- Task description: Each line below that contains the word "this" must be copied.

(Beginning of Data to process)

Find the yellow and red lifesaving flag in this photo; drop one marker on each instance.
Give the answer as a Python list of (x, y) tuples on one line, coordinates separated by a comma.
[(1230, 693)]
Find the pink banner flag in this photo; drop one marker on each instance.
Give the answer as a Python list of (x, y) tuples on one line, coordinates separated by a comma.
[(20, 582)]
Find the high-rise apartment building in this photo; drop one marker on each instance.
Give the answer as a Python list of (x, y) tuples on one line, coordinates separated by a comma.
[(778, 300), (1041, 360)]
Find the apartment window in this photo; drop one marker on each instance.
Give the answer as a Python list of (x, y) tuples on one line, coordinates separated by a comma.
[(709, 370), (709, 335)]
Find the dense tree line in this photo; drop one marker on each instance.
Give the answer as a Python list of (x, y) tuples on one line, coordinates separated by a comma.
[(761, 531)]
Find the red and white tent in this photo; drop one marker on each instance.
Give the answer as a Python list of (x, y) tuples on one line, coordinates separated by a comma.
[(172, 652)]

(End of Data to process)

- Task solution:
Find the yellow and red lifesaving flag in this photo; drop one marker on each instance.
Find the pink banner flag in this photo; drop one marker on each instance.
Find the high-rise apartment building in this photo; drop one marker on each instance.
Find the apartment window in this photo; drop one marker on each instance.
Find the dense tree line in this photo; drop one marker on each instance.
Find the red and white tent in this photo; drop one marker on each instance.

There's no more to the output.